Aramis Ribeiro Costa 
A Caça e a Pesca da Linguagem e da Técnica
 
No conto baiano, onde sobressaem nomes da estirpe de Xavier Marques, Adonias Filho, Vasconcelos Maia, Herberto Sales, Luís Henrique Dias Tavares, Jorge Medauar e outros, todos dignos de figurar na sempre imaginada galeria dos maiores contistas brasileiros, o grapiúna Hélio Pólvora ficará, possivelmente, como o mais instigante dos contistas da Bahia, aquele a desafiar a capacidade analítica e interpretativa de ensaístas e estudiosos do gênero, pela extraordinária criatividade da sua técnica narrativa. É, indiscutivelmente, o mestre contemporâneo da técnica do conto, e não apenas em nível de literatura baiana, mas, também, de literatura brasileira.

 

Logo no início da sua carreira de ficcionista, em 1958, venceu o concurso de contos de A Cigarra, o que lhe deu grande incentivo e lhe granjeou alguma notoriedade. Ganhador, a partir daí, de vários outros concursos literários, a ponto de já lhe ter sido pedido que não mais participasse do prestigioso Prêmio Bienal Nestlé de Literatura Brasileira, por ele vencido duas vezes na categoria conto, 1982 e 1986, a sua contística tem evoluído no sentido do aprimoramento constante e consciente da linguagem e da técnica de narrar, vertentes que se confundem e completam, como se buscasse, por intermédio delas, esgotar os recursos de apresentação de enredo e tema, dentro dos limites da ficção de curto fôlego.

 

Quem se dispusesse a percorrer, não apenas com o embevecimento inevitável de leitor, mas com os olhos atilados de estudioso, a sua trajetória de autor de ficção, condensada em cerca de doze livros de contos e novelas, poderia acompanhar-lhe o evoluir gradativo e seguro, sobretudo da técnica e da linguagem, que o transporta, de patamar em patamar, à conquista do seu próprio e pré-estabelecido altiplano, sem embargo de já haver iniciado em nível de contista pronto, de vocação definida e senhor do seu ofício.

*DADOS DE ORIGEM*:
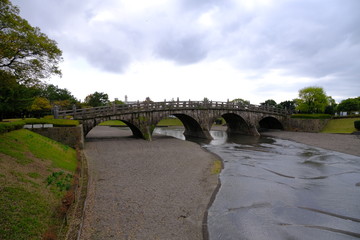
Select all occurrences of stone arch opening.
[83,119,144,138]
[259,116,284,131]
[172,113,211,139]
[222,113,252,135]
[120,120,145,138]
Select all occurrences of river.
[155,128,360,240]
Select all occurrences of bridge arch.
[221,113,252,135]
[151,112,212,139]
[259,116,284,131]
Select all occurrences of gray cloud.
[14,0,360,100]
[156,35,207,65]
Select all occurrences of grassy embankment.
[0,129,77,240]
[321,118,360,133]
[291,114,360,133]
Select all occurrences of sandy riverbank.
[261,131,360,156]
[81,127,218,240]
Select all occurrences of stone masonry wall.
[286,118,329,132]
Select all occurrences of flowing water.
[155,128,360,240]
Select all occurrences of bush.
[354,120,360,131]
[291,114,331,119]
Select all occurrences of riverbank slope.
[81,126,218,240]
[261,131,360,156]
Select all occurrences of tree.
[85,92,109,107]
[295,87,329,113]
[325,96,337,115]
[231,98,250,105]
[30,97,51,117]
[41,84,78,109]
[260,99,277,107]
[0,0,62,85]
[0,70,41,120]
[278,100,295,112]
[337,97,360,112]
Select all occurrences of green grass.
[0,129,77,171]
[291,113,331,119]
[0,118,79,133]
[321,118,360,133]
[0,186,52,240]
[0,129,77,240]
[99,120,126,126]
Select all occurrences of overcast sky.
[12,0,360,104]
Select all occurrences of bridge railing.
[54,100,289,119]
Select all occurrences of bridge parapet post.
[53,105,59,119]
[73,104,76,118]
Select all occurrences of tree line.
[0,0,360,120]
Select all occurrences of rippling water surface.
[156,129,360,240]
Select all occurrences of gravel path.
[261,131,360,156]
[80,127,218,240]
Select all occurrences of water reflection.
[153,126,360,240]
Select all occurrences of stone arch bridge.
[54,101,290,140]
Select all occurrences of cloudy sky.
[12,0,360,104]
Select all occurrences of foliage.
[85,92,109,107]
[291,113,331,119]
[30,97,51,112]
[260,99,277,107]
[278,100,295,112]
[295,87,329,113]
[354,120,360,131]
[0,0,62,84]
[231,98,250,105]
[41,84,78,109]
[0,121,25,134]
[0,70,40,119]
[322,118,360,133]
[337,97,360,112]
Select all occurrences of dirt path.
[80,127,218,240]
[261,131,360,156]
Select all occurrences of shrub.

==

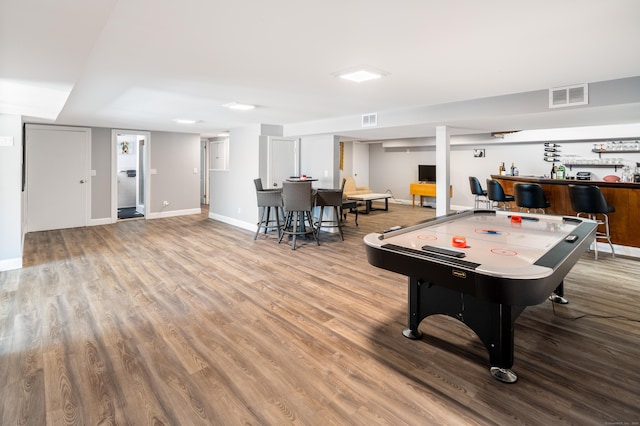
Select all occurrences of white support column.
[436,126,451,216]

*INSTRUÇÃO 1*:
Responda sobre o texto a respeito de Hélio Pólvora:
(a) Que título o texto dá a ele no campo da técnica do conto?
(b) Em que ano ele venceu o concurso de contos de A Cigarra?
(c) Em cerca de quantos livros de contos e novelas está reunida a sua obra de ficção?
*INSTRUÇÃO 2*: Edite a listagem: copie tudo o que vai da linha que contém "Select all occurrences of river." até a linha que contém "[286,118,329,132]", incluindo as duas, trocando "gray cloud" por "dark cloud" e deixando o resto igual. Entregue só esse trecho.
O texto e a listagem não têm nenhuma relação entre si.

*RESPOSTA 1*:
(a) O mestre contemporâneo da técnica do conto.
(b) Em 1958.
(c) Em cerca de doze livros.

*RESPOSTA 2*:
Select all occurrences of river.
[155,128,360,240]
Select all occurrences of bridge arch.
[221,113,252,135]
[151,112,212,139]
[259,116,284,131]
Select all occurrences of dark cloud.
[14,0,360,100]
[156,35,207,65]
Select all occurrences of grassy embankment.
[0,129,77,240]
[321,118,360,133]
[291,114,360,133]
Select all occurrences of sandy riverbank.
[261,131,360,156]
[81,127,218,240]
Select all occurrences of stone masonry wall.
[286,118,329,132]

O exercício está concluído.